Point-per-instance localization data:
◆ ◆ ◆ ◆
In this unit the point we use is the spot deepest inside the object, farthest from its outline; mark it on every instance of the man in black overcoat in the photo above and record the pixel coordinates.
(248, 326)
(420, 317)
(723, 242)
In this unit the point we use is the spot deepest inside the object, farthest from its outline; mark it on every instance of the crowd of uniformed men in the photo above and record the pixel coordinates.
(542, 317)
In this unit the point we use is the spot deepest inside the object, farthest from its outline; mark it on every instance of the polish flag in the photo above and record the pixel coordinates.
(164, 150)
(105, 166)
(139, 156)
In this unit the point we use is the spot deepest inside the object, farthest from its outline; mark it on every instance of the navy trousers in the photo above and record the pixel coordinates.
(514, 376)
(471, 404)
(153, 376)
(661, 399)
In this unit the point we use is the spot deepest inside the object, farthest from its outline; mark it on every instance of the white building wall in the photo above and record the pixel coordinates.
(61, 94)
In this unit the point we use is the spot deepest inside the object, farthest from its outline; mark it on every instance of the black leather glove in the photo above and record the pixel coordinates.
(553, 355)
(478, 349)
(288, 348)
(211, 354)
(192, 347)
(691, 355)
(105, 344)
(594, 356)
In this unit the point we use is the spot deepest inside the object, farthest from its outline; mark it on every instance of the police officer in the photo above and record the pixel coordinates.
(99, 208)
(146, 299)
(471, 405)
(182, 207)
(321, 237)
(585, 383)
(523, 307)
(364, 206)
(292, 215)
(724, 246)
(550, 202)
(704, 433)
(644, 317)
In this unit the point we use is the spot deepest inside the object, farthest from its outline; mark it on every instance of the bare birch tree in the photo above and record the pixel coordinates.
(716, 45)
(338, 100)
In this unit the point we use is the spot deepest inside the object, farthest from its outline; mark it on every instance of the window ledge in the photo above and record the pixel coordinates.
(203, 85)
◆ ◆ ◆ ◆
- _TASK DESCRIPTION_
Please copy only the lines from the one with "of the bare" through the final line of the records above, both ends included.

- _ANSWER AREA_
In this unit the point we use is the spot deepest inside the object, farthest from its outline; mark it on every instance of the bare birch tree in the photo above and record the pixel coordinates.
(716, 45)
(338, 100)
In this unit the point we use is the spot deepest inside the object, farthest from its outline; mark it on every instance of the window ledge in the photo above and record the pixel coordinates.
(203, 85)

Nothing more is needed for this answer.